Bounding box annotation entries

_ _ _ _ _ _ _

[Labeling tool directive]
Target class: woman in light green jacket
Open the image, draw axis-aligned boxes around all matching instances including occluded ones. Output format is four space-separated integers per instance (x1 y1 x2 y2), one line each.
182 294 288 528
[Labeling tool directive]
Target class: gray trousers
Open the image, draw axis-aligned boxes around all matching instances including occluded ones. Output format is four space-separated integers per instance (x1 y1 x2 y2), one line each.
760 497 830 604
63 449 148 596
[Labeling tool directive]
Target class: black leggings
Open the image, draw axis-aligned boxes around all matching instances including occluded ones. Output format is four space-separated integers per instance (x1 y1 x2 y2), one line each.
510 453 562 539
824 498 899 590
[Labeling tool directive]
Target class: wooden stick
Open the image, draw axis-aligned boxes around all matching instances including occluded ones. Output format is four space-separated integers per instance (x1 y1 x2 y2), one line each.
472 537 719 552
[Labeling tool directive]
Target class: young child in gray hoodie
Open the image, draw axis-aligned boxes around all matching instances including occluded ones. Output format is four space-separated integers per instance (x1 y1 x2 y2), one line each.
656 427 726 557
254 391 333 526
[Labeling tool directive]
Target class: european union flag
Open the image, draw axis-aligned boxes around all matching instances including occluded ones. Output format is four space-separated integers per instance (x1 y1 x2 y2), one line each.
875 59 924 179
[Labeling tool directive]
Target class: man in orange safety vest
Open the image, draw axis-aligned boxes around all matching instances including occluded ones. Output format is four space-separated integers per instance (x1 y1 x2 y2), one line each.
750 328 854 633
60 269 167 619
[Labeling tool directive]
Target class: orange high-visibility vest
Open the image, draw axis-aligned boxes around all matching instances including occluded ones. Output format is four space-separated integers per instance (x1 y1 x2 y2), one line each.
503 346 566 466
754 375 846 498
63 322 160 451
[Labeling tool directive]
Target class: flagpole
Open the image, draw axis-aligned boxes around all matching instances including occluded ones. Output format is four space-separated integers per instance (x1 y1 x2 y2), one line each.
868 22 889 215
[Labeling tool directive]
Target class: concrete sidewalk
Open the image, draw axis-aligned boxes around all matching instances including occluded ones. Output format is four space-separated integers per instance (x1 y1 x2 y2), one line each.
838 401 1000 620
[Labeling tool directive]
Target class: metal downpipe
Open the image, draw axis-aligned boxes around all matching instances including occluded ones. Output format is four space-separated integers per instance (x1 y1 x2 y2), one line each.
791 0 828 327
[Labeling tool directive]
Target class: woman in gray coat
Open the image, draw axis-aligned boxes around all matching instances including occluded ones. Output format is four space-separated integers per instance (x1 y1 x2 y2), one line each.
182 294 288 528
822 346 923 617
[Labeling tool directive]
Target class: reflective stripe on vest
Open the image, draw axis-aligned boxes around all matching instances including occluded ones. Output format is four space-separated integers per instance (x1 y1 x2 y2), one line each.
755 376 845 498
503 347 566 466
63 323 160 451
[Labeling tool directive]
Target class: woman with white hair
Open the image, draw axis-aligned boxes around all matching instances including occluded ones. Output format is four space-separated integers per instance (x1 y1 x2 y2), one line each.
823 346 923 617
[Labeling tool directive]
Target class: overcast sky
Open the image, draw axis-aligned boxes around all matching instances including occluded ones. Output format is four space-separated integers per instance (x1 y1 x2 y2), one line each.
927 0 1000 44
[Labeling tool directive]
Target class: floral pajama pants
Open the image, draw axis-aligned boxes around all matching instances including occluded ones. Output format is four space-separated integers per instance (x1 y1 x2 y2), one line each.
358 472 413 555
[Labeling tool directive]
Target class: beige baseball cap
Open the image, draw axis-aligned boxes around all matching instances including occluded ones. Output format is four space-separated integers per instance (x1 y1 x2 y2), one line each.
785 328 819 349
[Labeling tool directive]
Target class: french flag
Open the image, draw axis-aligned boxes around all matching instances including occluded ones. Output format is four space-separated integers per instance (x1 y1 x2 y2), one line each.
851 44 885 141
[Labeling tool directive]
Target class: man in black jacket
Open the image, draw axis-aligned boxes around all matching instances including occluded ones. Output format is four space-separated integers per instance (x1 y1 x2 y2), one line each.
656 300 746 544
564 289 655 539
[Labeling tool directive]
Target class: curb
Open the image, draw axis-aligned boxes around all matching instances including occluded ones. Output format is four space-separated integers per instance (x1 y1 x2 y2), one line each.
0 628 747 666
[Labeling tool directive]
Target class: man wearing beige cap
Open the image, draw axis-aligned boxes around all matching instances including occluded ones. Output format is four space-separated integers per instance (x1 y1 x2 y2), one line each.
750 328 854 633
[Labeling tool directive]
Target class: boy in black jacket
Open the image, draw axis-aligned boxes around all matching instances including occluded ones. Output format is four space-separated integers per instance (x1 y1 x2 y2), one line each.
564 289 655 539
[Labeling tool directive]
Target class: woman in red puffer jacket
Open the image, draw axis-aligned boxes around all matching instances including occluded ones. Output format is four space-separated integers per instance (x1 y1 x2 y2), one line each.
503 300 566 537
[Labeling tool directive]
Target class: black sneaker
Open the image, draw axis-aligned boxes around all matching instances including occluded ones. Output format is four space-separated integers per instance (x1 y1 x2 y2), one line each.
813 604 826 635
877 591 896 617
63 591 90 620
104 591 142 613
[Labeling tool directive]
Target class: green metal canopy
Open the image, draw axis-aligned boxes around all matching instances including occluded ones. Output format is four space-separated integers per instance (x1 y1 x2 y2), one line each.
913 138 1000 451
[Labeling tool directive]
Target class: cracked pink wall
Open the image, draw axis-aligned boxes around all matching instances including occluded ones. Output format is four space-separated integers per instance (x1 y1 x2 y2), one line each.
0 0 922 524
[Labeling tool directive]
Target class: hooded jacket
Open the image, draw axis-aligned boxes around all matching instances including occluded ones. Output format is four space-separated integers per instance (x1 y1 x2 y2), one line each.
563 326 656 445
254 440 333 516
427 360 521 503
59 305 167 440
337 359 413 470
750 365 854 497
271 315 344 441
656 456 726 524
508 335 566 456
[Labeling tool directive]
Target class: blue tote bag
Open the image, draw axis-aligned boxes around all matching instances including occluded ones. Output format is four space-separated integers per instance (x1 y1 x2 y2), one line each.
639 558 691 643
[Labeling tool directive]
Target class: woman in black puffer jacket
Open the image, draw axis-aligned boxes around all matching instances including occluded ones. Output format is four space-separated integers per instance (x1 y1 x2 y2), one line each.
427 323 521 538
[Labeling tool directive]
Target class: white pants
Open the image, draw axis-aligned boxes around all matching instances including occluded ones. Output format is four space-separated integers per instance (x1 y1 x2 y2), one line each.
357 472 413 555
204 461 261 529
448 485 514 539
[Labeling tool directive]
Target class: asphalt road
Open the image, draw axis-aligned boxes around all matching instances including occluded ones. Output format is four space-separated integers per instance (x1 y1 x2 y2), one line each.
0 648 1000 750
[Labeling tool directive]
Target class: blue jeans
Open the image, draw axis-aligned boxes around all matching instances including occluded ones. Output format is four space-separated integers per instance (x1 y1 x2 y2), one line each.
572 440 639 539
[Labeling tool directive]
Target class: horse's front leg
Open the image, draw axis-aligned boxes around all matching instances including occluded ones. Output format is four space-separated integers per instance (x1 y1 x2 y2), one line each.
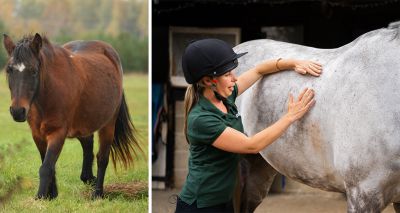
92 122 115 199
78 135 96 185
239 154 278 212
37 129 66 199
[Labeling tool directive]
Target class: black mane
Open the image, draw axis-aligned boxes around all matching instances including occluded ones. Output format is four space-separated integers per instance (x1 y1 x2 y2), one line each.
13 35 54 62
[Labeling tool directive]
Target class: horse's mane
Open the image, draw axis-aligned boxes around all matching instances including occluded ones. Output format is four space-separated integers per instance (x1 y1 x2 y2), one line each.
13 34 54 61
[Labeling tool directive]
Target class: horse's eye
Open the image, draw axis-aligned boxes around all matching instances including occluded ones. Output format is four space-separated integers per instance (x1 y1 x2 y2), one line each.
6 66 12 74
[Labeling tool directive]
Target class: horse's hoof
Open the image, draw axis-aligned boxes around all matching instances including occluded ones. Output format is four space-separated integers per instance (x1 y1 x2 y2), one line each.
92 191 104 200
81 176 97 186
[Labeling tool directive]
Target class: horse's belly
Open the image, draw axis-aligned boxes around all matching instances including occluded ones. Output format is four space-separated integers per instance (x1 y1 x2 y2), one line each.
261 141 345 192
68 70 122 137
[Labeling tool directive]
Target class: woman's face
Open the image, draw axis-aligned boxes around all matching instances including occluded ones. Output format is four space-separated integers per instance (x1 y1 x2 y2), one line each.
214 71 237 98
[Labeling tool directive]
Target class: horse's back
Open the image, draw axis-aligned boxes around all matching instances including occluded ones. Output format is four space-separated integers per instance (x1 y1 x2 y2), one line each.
236 29 400 199
59 41 123 137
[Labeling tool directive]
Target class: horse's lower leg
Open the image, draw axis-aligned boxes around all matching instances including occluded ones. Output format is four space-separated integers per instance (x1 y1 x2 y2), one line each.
92 125 114 198
37 133 65 199
346 186 387 213
240 154 277 212
78 135 96 185
393 203 400 213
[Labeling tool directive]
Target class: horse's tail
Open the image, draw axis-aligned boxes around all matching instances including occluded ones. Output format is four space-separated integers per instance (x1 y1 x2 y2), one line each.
111 93 143 168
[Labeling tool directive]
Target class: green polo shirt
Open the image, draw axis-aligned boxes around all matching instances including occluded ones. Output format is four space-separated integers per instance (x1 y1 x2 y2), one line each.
179 85 243 208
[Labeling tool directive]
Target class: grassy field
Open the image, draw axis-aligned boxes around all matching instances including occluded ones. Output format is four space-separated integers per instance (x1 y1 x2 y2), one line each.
0 72 148 212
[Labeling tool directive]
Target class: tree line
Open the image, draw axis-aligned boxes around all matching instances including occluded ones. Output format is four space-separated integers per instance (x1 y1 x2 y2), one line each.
0 0 148 72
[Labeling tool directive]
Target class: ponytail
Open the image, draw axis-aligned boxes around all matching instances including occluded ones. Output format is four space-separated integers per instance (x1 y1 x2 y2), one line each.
183 83 202 143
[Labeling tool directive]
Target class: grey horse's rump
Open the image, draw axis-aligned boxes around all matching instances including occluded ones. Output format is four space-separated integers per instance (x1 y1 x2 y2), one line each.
235 28 400 212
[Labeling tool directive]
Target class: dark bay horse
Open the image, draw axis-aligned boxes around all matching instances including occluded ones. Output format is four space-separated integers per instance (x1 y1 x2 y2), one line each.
3 34 141 199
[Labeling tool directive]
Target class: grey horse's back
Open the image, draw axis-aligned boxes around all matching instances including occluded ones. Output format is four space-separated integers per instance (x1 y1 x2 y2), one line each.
235 29 400 209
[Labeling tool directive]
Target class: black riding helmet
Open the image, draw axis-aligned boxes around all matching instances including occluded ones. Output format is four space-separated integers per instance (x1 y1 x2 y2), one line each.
182 38 247 84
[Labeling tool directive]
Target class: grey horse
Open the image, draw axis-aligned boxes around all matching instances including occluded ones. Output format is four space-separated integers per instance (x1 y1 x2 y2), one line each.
234 28 400 212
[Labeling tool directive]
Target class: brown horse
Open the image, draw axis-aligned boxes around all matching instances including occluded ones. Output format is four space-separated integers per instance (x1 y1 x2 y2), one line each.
3 34 141 199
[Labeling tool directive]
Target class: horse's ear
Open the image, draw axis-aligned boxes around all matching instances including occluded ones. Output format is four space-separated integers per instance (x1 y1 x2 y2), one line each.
30 33 42 55
3 34 15 56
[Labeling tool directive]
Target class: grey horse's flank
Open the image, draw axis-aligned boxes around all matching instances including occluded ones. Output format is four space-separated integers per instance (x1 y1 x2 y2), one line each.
235 28 400 212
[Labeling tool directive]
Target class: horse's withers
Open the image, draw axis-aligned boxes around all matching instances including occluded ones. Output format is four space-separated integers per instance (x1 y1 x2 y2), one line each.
235 29 400 212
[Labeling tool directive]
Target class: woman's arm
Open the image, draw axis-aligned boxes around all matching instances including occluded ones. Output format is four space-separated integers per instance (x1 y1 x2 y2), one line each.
236 58 322 95
212 89 315 153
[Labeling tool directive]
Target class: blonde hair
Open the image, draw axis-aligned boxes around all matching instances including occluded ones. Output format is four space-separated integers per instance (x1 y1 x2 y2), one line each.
183 83 204 143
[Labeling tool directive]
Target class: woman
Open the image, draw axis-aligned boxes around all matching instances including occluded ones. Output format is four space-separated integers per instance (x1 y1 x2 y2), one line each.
176 39 321 212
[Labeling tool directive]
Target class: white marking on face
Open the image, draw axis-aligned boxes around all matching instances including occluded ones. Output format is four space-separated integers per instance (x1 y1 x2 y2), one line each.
14 63 25 72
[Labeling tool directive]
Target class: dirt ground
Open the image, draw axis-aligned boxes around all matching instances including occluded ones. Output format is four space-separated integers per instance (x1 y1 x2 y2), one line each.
152 189 395 213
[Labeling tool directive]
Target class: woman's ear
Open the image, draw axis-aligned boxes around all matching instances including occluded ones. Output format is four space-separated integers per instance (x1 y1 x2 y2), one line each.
201 76 214 87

_ _ _ _ _ _ _

◆ SET TASK
How many lines in the records above contain the word "pants"? Reply with the number alone.

◆ SOLUTION FOR THIS EXERCISE
2